## THE PROBLEM
Give the number of lines in the entries that contain "just". State only the count.

(Photo-based referring expression data)
───

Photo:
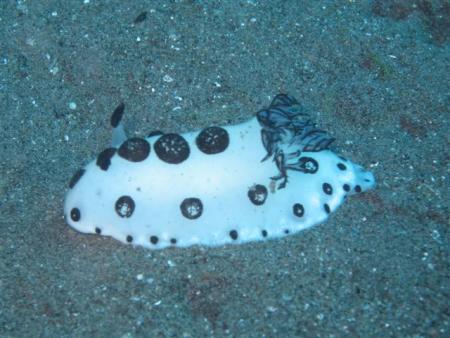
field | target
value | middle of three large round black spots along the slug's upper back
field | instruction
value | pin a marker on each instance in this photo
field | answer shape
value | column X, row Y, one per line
column 172, row 148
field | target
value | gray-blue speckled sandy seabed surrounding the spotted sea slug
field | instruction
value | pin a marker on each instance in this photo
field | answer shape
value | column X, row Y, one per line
column 374, row 74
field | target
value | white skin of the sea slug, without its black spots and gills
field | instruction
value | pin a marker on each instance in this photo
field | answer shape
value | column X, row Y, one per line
column 222, row 182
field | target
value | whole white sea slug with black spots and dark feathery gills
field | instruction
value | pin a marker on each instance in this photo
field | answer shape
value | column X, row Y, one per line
column 271, row 176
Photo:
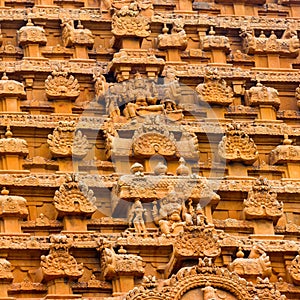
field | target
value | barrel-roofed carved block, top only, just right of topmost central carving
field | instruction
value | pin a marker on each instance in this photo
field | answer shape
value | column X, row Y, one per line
column 177, row 38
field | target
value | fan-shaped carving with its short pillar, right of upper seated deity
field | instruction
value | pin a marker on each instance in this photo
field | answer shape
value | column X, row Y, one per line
column 216, row 93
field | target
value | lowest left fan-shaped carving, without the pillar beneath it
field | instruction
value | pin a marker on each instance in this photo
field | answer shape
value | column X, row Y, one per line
column 59, row 263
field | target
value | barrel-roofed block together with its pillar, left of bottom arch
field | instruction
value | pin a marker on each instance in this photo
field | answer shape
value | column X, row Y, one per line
column 122, row 269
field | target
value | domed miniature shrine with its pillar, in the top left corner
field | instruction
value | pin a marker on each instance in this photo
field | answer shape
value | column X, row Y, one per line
column 31, row 37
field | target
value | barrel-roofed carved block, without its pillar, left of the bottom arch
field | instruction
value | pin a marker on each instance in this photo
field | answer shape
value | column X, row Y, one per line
column 114, row 265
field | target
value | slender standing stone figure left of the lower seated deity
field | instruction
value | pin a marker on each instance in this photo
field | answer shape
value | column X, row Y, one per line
column 136, row 217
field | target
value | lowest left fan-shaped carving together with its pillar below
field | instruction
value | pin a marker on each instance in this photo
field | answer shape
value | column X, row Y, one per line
column 59, row 268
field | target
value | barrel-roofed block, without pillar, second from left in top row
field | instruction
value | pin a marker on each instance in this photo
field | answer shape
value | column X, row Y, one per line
column 78, row 36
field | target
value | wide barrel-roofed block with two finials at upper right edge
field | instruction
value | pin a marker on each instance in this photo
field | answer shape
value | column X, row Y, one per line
column 287, row 45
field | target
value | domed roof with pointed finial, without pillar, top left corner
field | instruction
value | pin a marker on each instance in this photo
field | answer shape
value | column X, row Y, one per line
column 31, row 34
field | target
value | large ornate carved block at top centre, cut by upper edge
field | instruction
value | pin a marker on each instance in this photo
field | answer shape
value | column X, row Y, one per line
column 129, row 22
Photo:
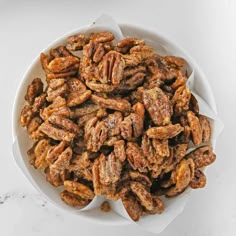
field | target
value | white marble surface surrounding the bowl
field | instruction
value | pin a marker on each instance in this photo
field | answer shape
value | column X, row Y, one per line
column 26, row 27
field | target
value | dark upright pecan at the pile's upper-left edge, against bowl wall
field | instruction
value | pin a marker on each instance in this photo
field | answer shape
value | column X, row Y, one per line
column 34, row 90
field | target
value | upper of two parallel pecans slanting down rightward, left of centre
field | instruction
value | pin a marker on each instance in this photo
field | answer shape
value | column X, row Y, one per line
column 65, row 123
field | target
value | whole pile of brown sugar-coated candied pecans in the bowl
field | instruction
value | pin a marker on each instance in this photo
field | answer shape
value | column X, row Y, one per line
column 116, row 119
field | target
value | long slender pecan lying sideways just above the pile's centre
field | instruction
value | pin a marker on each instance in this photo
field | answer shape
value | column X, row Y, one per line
column 118, row 104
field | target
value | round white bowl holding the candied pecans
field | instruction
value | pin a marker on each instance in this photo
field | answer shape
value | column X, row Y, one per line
column 22, row 142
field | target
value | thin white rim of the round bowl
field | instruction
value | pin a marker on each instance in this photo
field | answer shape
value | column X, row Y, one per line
column 140, row 27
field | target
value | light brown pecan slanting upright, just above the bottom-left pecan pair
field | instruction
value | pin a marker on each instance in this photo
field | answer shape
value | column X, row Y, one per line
column 57, row 169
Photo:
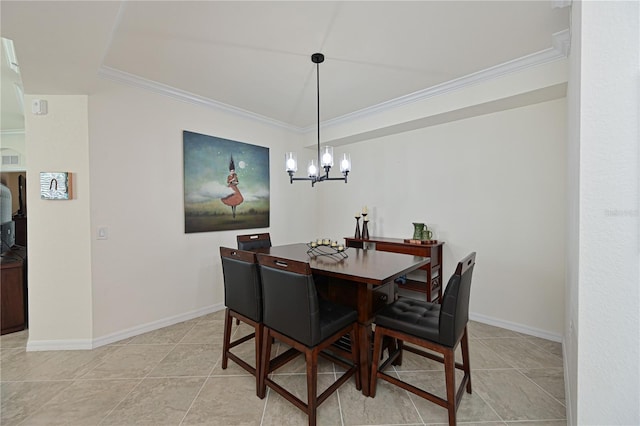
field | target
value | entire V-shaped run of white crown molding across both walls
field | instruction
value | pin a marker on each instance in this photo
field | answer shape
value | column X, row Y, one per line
column 560, row 50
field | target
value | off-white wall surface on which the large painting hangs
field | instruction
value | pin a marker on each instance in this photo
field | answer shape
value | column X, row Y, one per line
column 149, row 272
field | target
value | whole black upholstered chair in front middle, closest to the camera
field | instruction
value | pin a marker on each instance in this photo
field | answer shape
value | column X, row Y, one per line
column 294, row 315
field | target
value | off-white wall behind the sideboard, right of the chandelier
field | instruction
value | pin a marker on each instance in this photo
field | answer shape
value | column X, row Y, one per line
column 494, row 184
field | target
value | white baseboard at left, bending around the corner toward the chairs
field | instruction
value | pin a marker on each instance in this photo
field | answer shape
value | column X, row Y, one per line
column 87, row 344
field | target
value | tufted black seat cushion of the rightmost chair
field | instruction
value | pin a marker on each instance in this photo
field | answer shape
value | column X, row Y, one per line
column 415, row 317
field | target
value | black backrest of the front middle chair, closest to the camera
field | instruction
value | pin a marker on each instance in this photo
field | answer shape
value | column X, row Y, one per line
column 290, row 300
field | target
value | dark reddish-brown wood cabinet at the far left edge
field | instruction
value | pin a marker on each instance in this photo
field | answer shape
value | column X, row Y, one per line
column 13, row 290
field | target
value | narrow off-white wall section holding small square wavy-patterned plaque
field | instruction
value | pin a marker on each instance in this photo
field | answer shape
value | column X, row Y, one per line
column 59, row 250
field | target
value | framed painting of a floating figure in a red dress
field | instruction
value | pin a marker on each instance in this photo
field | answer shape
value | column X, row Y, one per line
column 226, row 184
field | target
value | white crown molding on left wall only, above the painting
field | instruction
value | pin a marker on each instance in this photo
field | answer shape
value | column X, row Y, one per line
column 118, row 76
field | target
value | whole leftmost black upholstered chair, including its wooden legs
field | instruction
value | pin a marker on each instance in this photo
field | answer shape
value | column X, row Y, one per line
column 243, row 299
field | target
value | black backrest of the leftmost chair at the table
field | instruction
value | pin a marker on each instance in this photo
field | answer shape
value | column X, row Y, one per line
column 242, row 286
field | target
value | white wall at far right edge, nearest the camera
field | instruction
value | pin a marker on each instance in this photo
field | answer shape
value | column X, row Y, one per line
column 604, row 299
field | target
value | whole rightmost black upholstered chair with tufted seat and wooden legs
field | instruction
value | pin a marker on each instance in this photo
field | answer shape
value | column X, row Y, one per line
column 437, row 328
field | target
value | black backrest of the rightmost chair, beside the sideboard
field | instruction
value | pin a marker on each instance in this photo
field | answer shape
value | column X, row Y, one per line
column 454, row 312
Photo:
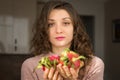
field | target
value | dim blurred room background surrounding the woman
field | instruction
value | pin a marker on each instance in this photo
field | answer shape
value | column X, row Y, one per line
column 17, row 17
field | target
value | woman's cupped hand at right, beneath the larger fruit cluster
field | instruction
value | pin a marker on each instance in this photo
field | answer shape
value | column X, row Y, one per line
column 68, row 73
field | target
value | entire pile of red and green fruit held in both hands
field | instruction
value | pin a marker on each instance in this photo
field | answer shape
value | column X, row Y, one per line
column 67, row 57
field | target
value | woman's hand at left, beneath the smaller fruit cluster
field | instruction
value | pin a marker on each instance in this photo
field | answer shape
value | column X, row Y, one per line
column 52, row 74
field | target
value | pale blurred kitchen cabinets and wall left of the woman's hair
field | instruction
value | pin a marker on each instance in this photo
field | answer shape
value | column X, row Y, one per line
column 16, row 19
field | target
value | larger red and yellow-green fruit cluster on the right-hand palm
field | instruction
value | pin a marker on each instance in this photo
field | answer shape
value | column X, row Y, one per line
column 71, row 59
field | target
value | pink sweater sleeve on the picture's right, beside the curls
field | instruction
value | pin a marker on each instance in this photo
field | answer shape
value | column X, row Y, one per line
column 96, row 70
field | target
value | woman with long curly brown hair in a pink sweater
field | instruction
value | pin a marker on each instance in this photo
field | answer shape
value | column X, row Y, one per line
column 59, row 27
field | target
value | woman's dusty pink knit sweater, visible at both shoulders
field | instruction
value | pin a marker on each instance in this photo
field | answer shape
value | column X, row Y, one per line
column 95, row 71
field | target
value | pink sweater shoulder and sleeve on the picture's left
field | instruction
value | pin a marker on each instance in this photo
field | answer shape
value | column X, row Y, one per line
column 28, row 67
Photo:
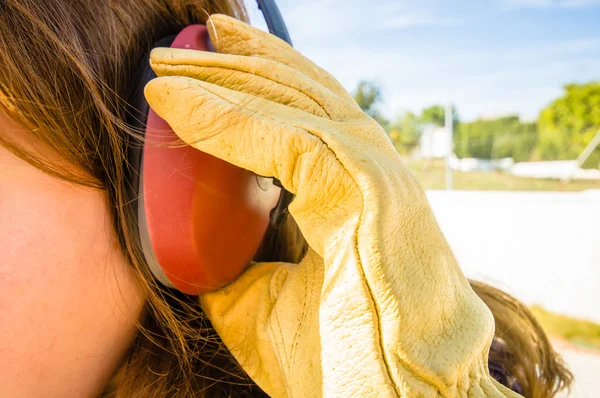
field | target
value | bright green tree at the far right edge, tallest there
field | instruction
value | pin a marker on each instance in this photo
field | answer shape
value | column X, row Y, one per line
column 569, row 123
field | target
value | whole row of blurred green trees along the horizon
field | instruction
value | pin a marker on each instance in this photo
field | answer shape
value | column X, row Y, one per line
column 561, row 132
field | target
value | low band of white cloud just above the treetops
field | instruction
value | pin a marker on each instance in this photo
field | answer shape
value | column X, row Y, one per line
column 521, row 80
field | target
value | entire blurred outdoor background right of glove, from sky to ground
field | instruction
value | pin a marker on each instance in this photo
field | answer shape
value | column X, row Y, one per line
column 495, row 107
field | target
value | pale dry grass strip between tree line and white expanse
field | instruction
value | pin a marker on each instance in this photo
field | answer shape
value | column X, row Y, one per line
column 431, row 175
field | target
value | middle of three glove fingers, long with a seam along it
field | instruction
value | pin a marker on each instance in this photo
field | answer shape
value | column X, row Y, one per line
column 260, row 77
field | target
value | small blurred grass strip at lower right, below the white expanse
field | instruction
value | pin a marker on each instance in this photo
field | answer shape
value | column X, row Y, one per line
column 576, row 331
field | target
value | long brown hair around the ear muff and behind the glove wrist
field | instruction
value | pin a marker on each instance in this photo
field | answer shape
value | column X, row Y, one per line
column 65, row 70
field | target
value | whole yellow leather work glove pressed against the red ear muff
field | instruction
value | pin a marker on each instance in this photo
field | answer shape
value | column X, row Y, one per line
column 379, row 306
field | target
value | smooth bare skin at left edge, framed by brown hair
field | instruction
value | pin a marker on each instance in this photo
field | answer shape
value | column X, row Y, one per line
column 68, row 300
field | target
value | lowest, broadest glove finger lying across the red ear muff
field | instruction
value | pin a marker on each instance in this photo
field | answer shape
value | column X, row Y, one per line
column 265, row 137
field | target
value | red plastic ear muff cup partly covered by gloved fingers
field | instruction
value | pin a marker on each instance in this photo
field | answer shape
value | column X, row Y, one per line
column 201, row 219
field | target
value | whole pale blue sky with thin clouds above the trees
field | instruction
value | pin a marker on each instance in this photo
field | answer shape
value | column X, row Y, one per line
column 490, row 57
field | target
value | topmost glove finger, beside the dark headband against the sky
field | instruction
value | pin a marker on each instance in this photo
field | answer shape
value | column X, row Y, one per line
column 232, row 36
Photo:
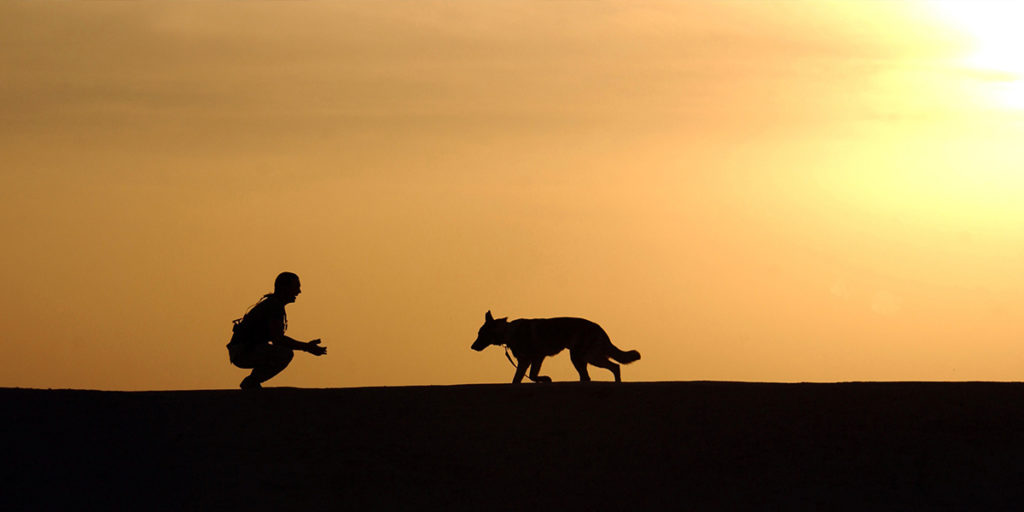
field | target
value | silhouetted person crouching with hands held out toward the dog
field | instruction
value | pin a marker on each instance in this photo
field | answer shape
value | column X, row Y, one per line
column 259, row 342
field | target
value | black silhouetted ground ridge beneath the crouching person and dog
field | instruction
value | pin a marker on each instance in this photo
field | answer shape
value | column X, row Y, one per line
column 679, row 446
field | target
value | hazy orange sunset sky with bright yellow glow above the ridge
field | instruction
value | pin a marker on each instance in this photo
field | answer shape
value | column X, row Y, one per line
column 741, row 191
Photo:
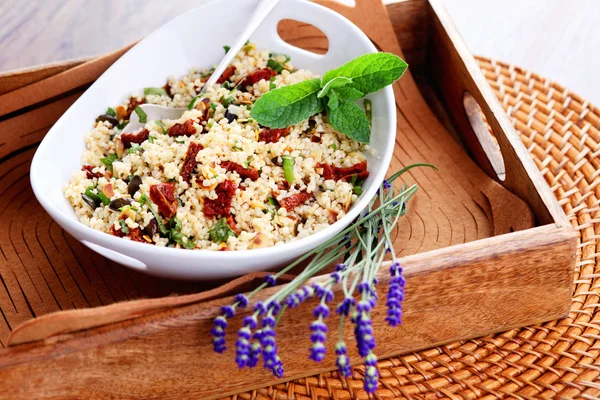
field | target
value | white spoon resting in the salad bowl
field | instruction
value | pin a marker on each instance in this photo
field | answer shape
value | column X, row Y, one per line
column 155, row 112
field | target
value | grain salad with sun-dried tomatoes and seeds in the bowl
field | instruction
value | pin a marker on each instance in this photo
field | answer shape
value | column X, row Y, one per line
column 215, row 179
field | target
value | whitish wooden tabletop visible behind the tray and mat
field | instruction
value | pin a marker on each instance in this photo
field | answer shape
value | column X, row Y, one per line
column 559, row 39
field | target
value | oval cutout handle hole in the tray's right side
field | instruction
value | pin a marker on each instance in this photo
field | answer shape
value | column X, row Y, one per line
column 489, row 146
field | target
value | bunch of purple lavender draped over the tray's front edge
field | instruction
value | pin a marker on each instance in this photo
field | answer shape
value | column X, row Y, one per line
column 363, row 246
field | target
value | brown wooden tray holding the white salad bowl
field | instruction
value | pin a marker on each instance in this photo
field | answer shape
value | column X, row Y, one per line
column 481, row 254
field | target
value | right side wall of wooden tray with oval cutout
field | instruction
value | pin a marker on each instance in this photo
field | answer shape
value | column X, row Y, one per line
column 466, row 91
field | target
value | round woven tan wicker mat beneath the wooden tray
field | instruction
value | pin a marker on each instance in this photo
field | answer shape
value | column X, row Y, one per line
column 559, row 359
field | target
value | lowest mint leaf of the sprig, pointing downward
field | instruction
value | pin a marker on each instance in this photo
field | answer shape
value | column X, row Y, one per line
column 349, row 119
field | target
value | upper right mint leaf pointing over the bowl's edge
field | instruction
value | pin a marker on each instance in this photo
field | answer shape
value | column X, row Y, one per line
column 370, row 72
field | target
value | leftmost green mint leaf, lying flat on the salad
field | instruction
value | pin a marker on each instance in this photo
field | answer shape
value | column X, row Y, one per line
column 288, row 105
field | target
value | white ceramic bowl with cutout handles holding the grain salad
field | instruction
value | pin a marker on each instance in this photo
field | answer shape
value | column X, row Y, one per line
column 195, row 39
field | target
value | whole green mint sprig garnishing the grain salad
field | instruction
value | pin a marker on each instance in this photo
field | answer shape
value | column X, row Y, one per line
column 337, row 93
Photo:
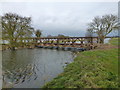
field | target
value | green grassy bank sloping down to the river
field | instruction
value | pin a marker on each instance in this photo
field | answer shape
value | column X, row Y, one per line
column 90, row 69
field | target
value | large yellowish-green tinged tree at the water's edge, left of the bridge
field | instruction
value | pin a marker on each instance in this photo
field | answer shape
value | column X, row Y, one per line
column 14, row 27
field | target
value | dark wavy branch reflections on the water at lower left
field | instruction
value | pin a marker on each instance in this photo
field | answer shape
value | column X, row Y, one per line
column 19, row 75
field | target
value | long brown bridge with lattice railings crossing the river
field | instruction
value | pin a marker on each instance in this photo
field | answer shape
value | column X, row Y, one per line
column 69, row 43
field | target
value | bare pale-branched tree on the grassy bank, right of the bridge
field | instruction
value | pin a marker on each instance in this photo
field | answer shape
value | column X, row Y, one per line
column 104, row 25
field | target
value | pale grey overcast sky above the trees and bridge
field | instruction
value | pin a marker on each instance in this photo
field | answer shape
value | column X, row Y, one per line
column 65, row 18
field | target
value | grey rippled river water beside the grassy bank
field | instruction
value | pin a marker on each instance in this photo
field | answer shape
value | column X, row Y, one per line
column 32, row 68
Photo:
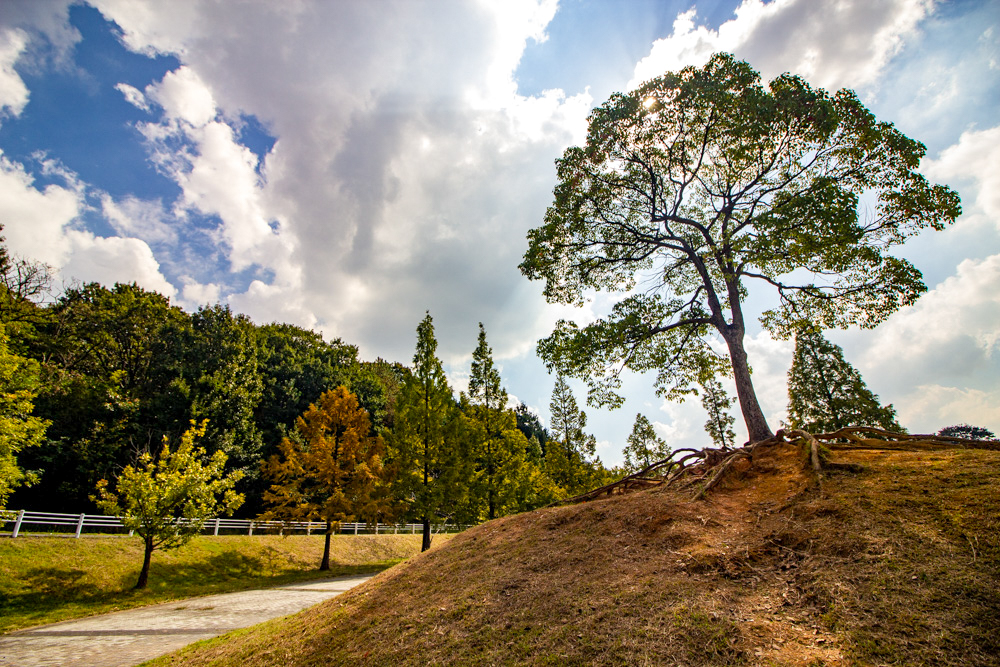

───

## OUTPUT FOR THIS EXERCISE
4